▶ _Directions for this task_: Reproduce the listing below word for word, leaving out the pictures.

▶ _Dataset extract_:
* begin *

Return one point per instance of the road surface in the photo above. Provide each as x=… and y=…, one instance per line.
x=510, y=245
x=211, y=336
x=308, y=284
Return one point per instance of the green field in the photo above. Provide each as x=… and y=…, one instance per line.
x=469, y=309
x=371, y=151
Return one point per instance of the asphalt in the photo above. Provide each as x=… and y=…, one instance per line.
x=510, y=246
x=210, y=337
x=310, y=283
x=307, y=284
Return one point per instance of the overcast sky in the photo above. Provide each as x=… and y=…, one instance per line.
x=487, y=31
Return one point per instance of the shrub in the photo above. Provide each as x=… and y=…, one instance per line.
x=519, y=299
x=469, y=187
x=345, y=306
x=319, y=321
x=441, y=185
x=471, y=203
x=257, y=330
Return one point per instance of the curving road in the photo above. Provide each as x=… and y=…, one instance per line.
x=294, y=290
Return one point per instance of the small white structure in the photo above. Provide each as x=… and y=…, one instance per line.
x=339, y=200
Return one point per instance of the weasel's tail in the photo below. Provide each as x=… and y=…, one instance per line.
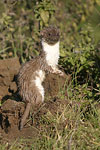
x=25, y=115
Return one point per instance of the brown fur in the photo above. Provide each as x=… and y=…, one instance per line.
x=28, y=73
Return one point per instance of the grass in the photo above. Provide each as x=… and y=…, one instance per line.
x=75, y=126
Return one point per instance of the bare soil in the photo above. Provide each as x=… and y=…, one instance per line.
x=12, y=107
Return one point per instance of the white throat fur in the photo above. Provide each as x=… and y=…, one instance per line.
x=52, y=53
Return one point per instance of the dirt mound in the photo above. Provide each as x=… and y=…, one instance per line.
x=12, y=109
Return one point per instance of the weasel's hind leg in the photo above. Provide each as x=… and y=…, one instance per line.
x=25, y=115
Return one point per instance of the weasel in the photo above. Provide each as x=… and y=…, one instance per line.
x=32, y=73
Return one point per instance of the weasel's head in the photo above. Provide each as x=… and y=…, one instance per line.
x=50, y=35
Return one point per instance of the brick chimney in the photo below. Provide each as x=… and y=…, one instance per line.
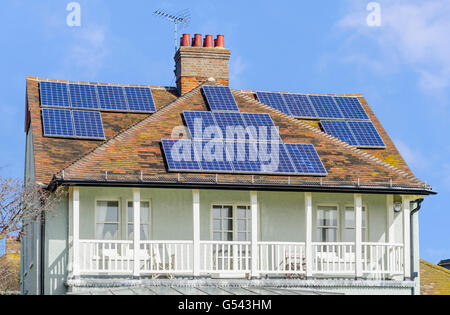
x=197, y=62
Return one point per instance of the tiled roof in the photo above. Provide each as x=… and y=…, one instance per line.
x=133, y=150
x=434, y=280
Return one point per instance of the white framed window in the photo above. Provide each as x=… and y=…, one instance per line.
x=107, y=220
x=327, y=223
x=231, y=223
x=145, y=220
x=349, y=224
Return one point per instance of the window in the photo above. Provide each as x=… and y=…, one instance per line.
x=327, y=223
x=349, y=230
x=145, y=220
x=107, y=220
x=231, y=223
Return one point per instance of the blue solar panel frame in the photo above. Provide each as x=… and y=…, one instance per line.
x=339, y=129
x=274, y=100
x=366, y=134
x=231, y=122
x=84, y=96
x=186, y=160
x=57, y=123
x=325, y=107
x=220, y=98
x=112, y=98
x=255, y=121
x=351, y=108
x=88, y=124
x=214, y=157
x=299, y=105
x=201, y=125
x=306, y=160
x=54, y=94
x=140, y=99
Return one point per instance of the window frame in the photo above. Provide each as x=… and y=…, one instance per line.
x=119, y=216
x=150, y=229
x=344, y=228
x=338, y=221
x=234, y=218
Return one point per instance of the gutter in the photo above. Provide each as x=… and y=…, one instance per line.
x=256, y=187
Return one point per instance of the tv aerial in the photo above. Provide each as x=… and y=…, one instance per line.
x=181, y=18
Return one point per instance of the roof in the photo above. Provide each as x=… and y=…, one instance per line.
x=434, y=280
x=132, y=150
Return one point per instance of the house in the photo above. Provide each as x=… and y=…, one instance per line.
x=434, y=279
x=305, y=191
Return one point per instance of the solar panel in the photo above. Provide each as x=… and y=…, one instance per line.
x=214, y=158
x=202, y=125
x=340, y=130
x=351, y=108
x=57, y=122
x=243, y=156
x=220, y=98
x=232, y=125
x=325, y=106
x=112, y=98
x=275, y=159
x=83, y=96
x=140, y=99
x=88, y=124
x=365, y=134
x=260, y=127
x=181, y=155
x=305, y=158
x=274, y=100
x=299, y=105
x=54, y=94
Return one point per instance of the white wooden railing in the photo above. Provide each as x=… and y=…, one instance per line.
x=225, y=257
x=274, y=258
x=382, y=259
x=333, y=258
x=98, y=257
x=282, y=258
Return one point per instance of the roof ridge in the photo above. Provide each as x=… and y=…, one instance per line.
x=337, y=141
x=434, y=266
x=135, y=125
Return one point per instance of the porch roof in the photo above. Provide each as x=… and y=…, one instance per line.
x=132, y=151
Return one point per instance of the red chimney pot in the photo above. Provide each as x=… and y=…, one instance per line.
x=220, y=41
x=208, y=41
x=186, y=40
x=197, y=41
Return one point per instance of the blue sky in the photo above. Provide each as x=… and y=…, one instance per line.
x=401, y=67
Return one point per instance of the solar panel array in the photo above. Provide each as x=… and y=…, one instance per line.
x=231, y=126
x=315, y=106
x=242, y=157
x=66, y=123
x=97, y=97
x=220, y=98
x=358, y=133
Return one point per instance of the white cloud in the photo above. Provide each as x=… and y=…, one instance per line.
x=414, y=33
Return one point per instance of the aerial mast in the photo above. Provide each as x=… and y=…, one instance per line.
x=181, y=18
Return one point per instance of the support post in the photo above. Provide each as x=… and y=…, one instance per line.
x=76, y=231
x=196, y=232
x=358, y=236
x=406, y=237
x=254, y=234
x=308, y=238
x=136, y=231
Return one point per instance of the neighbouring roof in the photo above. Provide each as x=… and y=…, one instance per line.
x=434, y=280
x=132, y=149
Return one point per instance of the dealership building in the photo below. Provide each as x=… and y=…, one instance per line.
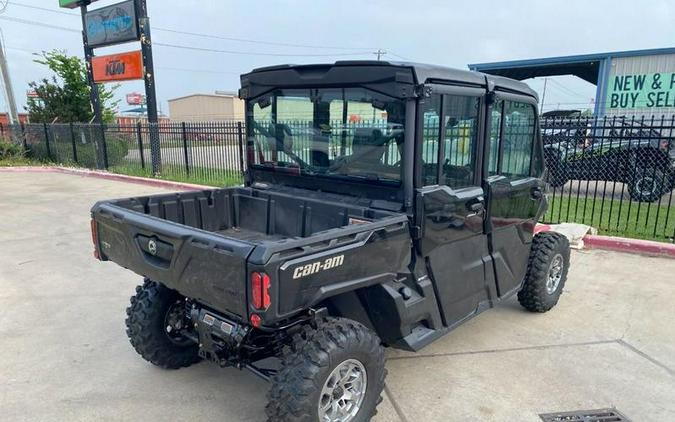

* end *

▶ _The completed task_:
Return one point per instance of the road surface in the photo above. Provide each as x=… and y=…, one instance per line.
x=510, y=245
x=211, y=336
x=308, y=284
Return one point per instance of the green field in the photo above. Provide each as x=… and y=…, one instance per line.
x=469, y=309
x=371, y=151
Return one point per instance of the asphalt in the photo above. Provide each as x=… and y=…, one instance per line.
x=510, y=246
x=210, y=337
x=310, y=283
x=307, y=284
Return one point per instance of the overcast sky in the photo above. Provide each as x=… and y=…, one instance per line.
x=487, y=31
Return one point per instance of the shrub in the photo above. Provide each as x=… and y=…, one instance per line.
x=519, y=299
x=469, y=187
x=345, y=306
x=319, y=321
x=441, y=185
x=471, y=203
x=257, y=330
Return one point per instance of the curving road in the photo above. Provide each as x=… and y=…, one instance per line.
x=294, y=290
Return one point per instance of the small white structure in the photo above. Provide each as x=… and y=…, one instance per line.
x=339, y=200
Return one point per instance of the weasel's tail in the photo below. Provide each as x=… and y=…, one instance per line.
x=25, y=115
Return one point per instance of the brown fur in the photo above. Provide each as x=… and y=…, one instance per line.
x=28, y=73
Return one point per instance of the grass in the photo above. Provide each as x=… and y=…, one instance per line.
x=75, y=126
Return one point per instance of the bare soil in the photo above. Provide each as x=… and y=…, one instance per line.
x=12, y=107
Return one point per instance of the white throat fur in the photo above. Provide each as x=… and y=…, one instance per line.
x=52, y=53
Return one point per instance of the dirt mound in the photo above. Provide each as x=… and y=…, one instance per line.
x=12, y=109
Return one point per instance of the weasel's hind leg in the photo above. Provide each as x=… and y=…, one instance per line.
x=25, y=115
Return one point per instance of the weasel in the photo above. Provide each as x=… and y=…, one instance per line.
x=32, y=73
Return one point per instance of the weasel's head in the photo above. Provide each as x=… and y=…, one instance per line.
x=50, y=35
Return one point per instance of the brick chimney in the photo below. Provide each as x=… and y=…, one instance per line.
x=197, y=62
Return one point per instance of the tiled roof in the photo above. Provide each as x=… and y=…, one instance per line.
x=133, y=150
x=434, y=280
Return one point per instance of the white framed window in the photo above. Provide each as x=… and y=…, one instance per line.
x=107, y=220
x=327, y=223
x=231, y=223
x=145, y=220
x=349, y=224
Return one point per instance of the window in the photo above. Provide each as x=… and y=…, one instance per line.
x=327, y=223
x=349, y=230
x=145, y=220
x=107, y=220
x=231, y=223
Return one point per instance of the blue solar panel frame in the photo above. Provide each as x=… and y=…, one instance per line.
x=339, y=129
x=274, y=100
x=366, y=134
x=231, y=122
x=84, y=96
x=186, y=160
x=57, y=123
x=325, y=107
x=220, y=98
x=112, y=98
x=255, y=121
x=351, y=108
x=88, y=124
x=214, y=157
x=299, y=105
x=201, y=125
x=306, y=160
x=54, y=94
x=140, y=99
Return one point per instance of the window frame in the photo above. Provide each as x=… and y=…, one instance per line.
x=119, y=216
x=150, y=229
x=344, y=228
x=338, y=221
x=234, y=218
Return one point per instance of the gutter in the photo above. Provide each as x=… and y=…, one instance per line.
x=256, y=187
Return one point per instance of the tv aerial in the photo above. Provide each as x=… and y=…, one instance per line.
x=181, y=18
Return one point per instance of the roof in the photo above. Provide each as x=… and y=…, one instance per line.
x=434, y=280
x=132, y=150
Return one point per instance of the house in the photo above. Provide each as x=… and y=…, one instance per line.
x=434, y=279
x=305, y=191
Return one point per instance of the solar panel in the photo above. Provide each as x=… and y=…, one instance per line.
x=214, y=158
x=202, y=125
x=340, y=130
x=351, y=108
x=57, y=122
x=243, y=156
x=220, y=98
x=232, y=125
x=325, y=106
x=112, y=98
x=275, y=159
x=83, y=96
x=140, y=99
x=88, y=124
x=365, y=134
x=260, y=127
x=181, y=155
x=305, y=158
x=274, y=100
x=299, y=105
x=54, y=94
Return one point per instance of the white wooden railing in the photo above. Provide each as x=… and y=…, one instance per line.
x=225, y=257
x=274, y=258
x=382, y=259
x=333, y=258
x=98, y=257
x=282, y=258
Return one point per instance of the roof ridge in the photo above. Provide each as x=… and y=…, one instance per line.
x=337, y=141
x=434, y=266
x=135, y=125
Return one point per instance of the porch roof in the photo above. Provide each as x=… and y=…, one instance per line.
x=132, y=151
Return one point per instance of the red chimney pot in the photo above. Provide each as x=… and y=…, one instance per line.
x=220, y=41
x=208, y=41
x=186, y=40
x=197, y=41
Return one point per instance of the blue sky in the photo above. Provide each as x=… and y=…, one instance per line.
x=401, y=67
Return one point per instance of the solar panel array in the photo above. Provide each as x=… and y=…, one instance per line.
x=231, y=126
x=315, y=106
x=242, y=157
x=66, y=123
x=97, y=97
x=220, y=98
x=358, y=133
Return one point per instance of the white cloud in the photo above. Provide each as x=… and y=…, one instance per line.
x=414, y=33
Return one point per instance of the aerial mast in the photo above. Provide each as x=… and y=…, one instance per line.
x=181, y=18
Return one point per instance of the support post in the photo above. Provide each as x=… and y=…, one instance per line.
x=76, y=231
x=196, y=232
x=358, y=236
x=406, y=237
x=254, y=234
x=308, y=238
x=136, y=231
Return one point per instance of the neighbouring roof in the photo above. Provide each as x=… and y=…, one instance per line.
x=434, y=280
x=132, y=149
Return one point per instance of the dealership building in the photo below. Provide each as x=… and y=…, one instance per line.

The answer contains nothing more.